**RECORD LIST**

··········

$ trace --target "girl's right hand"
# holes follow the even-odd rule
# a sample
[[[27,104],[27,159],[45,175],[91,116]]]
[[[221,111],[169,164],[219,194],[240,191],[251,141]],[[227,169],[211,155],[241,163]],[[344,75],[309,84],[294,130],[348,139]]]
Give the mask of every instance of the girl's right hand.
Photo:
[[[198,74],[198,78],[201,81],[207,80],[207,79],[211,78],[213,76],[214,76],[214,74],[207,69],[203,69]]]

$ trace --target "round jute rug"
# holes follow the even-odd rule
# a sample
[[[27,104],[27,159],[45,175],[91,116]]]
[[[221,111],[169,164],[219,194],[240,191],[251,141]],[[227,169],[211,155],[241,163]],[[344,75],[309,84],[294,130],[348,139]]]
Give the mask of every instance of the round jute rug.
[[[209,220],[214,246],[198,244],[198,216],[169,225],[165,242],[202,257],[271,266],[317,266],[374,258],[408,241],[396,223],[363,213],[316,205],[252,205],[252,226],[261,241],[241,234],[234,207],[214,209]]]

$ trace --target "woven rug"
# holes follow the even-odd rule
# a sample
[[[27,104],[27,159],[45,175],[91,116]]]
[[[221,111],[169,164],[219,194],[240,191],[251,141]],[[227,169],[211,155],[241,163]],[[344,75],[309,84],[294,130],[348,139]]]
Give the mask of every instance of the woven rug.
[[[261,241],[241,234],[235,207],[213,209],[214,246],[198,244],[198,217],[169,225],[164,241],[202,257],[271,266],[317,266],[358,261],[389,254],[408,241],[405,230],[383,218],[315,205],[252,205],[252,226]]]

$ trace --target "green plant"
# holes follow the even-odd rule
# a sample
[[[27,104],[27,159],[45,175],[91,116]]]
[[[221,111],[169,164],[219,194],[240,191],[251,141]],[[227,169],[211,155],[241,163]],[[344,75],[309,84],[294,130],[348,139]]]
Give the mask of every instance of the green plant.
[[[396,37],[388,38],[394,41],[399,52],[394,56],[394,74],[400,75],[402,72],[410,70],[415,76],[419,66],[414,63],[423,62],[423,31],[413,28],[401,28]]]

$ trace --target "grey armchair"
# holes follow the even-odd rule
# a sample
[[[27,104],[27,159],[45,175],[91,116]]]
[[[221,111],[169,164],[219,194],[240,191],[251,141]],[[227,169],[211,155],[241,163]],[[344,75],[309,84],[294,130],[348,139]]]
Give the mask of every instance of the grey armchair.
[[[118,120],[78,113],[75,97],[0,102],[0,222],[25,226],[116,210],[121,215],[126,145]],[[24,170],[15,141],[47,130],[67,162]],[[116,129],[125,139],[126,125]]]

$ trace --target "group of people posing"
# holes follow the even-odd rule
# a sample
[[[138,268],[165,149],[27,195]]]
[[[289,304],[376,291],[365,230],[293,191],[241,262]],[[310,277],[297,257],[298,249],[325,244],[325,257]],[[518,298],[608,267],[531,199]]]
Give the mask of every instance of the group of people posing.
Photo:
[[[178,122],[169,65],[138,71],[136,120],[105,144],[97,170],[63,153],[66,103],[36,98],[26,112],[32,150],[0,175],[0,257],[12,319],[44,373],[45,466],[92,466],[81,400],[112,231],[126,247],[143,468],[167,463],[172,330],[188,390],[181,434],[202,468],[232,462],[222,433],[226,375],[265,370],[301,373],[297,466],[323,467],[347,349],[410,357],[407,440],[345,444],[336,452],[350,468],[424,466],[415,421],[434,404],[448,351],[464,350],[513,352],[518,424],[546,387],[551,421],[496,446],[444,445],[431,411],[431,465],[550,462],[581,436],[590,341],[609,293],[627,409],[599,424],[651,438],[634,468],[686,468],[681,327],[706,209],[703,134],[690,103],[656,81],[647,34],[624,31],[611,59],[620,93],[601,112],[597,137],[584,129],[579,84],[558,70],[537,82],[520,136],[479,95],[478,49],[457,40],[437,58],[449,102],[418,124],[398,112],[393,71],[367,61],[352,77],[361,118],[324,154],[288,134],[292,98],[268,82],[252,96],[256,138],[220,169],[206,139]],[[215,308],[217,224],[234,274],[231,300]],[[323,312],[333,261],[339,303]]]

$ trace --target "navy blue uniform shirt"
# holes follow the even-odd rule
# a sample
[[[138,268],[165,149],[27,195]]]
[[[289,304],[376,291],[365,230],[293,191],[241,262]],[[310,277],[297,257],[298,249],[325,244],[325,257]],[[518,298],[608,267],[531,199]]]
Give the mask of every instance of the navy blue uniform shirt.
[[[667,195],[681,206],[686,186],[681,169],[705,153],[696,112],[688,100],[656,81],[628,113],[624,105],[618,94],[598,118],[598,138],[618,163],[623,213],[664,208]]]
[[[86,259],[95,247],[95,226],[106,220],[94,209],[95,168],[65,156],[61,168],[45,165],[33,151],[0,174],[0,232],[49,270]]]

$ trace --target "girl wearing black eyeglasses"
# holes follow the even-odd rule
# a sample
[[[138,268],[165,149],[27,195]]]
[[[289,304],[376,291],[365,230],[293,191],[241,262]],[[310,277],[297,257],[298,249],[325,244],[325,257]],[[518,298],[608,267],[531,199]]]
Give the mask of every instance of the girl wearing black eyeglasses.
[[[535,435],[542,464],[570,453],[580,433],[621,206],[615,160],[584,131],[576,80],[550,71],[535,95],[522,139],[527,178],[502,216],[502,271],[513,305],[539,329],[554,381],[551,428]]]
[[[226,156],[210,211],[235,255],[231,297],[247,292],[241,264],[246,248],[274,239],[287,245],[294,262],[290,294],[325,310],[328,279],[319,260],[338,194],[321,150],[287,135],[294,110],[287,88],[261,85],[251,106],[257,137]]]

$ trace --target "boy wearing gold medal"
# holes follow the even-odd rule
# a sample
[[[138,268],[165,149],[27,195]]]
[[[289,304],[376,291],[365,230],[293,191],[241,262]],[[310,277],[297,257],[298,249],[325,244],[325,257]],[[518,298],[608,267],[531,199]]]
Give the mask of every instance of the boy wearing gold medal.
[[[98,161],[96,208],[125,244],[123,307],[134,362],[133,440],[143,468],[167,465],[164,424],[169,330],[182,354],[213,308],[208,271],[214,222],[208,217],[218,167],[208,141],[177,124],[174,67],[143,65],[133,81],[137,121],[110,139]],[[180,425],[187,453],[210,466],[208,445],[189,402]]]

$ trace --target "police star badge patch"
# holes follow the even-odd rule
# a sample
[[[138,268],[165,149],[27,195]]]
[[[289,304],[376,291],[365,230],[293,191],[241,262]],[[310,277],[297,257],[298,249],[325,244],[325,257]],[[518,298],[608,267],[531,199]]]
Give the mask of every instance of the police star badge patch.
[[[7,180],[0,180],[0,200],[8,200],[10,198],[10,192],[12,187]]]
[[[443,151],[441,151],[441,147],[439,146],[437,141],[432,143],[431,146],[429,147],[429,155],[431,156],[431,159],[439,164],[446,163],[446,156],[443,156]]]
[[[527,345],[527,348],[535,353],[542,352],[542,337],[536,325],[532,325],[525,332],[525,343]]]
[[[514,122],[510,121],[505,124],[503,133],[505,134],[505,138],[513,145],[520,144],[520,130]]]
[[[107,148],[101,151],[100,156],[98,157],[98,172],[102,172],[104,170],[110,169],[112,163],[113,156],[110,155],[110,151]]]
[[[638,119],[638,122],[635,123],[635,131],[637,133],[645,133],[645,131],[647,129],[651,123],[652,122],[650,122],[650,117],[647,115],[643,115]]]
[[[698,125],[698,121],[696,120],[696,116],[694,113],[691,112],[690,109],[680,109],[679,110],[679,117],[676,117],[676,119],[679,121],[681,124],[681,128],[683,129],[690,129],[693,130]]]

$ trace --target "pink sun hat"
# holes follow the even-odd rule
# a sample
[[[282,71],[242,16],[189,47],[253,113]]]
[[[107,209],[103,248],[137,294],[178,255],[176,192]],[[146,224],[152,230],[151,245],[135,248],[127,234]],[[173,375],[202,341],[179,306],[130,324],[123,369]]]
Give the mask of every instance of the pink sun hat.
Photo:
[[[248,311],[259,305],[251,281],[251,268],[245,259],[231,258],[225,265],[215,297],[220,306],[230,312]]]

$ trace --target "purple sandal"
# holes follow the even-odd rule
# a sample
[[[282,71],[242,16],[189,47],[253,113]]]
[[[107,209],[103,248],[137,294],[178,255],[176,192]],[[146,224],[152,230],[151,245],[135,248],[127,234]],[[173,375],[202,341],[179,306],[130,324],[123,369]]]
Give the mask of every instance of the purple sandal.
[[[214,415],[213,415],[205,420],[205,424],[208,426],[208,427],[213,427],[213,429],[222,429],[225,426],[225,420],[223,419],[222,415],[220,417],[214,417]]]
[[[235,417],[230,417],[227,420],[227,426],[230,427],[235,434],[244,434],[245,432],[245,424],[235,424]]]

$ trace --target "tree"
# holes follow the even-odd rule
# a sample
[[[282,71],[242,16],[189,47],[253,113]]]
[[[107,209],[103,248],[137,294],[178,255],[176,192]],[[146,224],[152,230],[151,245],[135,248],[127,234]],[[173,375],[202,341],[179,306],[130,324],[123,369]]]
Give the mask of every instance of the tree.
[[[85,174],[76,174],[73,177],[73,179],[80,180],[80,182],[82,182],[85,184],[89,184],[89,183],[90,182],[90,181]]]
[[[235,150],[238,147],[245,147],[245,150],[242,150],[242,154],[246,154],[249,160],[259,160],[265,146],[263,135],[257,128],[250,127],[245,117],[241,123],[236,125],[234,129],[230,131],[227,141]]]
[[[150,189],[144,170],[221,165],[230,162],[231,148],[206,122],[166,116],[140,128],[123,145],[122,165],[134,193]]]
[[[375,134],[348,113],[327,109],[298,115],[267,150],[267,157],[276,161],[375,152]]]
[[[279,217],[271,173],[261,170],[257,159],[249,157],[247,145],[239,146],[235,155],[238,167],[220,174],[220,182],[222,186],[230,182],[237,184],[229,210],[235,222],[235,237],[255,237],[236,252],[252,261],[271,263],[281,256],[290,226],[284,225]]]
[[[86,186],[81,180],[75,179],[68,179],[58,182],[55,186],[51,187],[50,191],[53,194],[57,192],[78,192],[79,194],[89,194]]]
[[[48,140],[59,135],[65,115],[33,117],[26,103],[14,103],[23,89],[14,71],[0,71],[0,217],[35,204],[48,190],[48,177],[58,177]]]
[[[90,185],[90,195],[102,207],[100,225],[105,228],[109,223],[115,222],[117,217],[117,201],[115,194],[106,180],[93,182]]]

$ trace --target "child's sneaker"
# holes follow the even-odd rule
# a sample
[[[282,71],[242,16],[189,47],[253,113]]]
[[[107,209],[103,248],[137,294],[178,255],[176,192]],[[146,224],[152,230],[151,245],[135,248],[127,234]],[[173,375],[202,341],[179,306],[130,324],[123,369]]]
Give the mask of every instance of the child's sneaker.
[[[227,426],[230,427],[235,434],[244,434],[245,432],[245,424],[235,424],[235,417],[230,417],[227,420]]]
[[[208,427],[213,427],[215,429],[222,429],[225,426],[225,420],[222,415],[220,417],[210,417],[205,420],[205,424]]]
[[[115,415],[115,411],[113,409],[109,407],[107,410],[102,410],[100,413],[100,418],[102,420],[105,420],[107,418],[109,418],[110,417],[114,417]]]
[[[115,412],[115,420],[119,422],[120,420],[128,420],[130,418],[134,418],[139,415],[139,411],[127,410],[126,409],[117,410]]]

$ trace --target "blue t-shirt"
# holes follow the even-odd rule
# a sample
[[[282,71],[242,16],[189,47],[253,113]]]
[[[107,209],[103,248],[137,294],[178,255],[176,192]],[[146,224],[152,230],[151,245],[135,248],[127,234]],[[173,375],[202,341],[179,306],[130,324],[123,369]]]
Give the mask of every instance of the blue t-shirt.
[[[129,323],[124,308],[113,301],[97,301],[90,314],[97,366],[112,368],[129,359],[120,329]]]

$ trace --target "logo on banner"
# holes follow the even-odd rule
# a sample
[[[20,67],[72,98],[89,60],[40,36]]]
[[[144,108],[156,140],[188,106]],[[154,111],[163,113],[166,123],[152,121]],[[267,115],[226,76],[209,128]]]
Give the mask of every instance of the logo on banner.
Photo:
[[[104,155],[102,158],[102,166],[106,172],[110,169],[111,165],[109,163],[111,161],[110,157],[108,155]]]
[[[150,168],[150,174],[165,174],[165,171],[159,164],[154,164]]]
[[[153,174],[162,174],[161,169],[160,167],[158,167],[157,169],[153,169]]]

··········

**GIVEN REQUEST**
Pick out every line of the records that holds the string "patch", and copy each of those lines.

**COMPLETE ANSWER**
$ trace --target "police star badge patch"
Give the mask of every instance of the police star badge patch.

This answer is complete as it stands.